### Document section
/---

In this episode of the Market Foolery podcast, host Mac Greer talks with Motley Fool analysts Ron Gross and Matt Argersinger about the market's hottest stories. For a company with $500 billion in market cap, Tencent (NASDAQOTH:TCEHY) just put up some astonishing growth this quarter -- and yet, the stock fell a little bit today.

Traditional retail actually saw a bright spot today with Macy's (NYSE:M) fantastic quarterly report, but investors shouldn't abandon all doubts about the sector just yet. Starbucks (NASDAQ:SBUX) is ramping up its growth in China to an astounding degree, and long-term investors might want to take a closer look at the coffee powerhouse for the next few years. Tune in to find out more.

A full transcript follows the video.

This video was recorded on May 16, 2018.

Mac Greer: It's Wednesday, May 16th. Welcome to Market Foolery! I'm Mac Greer, and joining me in studio, we have Motley Fool analysts Ron Gross and Matt Argersinger. Guys, welcome!

Ron Gross: How are you?

Matt Argersinger: Hey, Mac!

Greer: How you feeling?

Gross: I'm great!

Greer: Good. Matt, you?

Argersinger: I'm good!

Greer: I'm trying to grow a beard, but I'm at that scratchy stage.

Gross: Yeah, it looks good!

Greer: Are you just saying that? [laughs] That's so hurtful. Well, guys, later in the show we're going to talk Starbucks. They're really ramping up in China, which I hear is a pretty big market, so we're going to talk about that. And we're also going to talk about some big earnings from China's largest social network and gaming company.

\---

### Source excerpt
/---

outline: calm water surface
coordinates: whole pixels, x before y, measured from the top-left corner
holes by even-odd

\---

### Short problem A
From the podcast page, return the passage starting with "A full transcript" and going on through "Matt Argersinger: Hey, Mac!".
### Short problem B
Answer these questions using the podcast page:
(i) On what date was the video recorded?
(ii) Whose quarterly report is called fantastic?
(iii) What stage has Mac Greer reached with the beard he is trying to grow?
You won't need the data here.

### Task result A
A full transcript follows the video.

This video was recorded on May 16, 2018.

Mac Greer: It's Wednesday, May 16th. Welcome to Market Foolery! I'm Mac Greer, and joining me in studio, we have Motley Fool analysts Ron Gross and Matt Argersinger. Guys, welcome!

Ron Gross: How are you?

Matt Argersinger: Hey, Mac!

### Task result B
(i) May 16, 2018
(ii) Macy's
(iii) The scratchy stage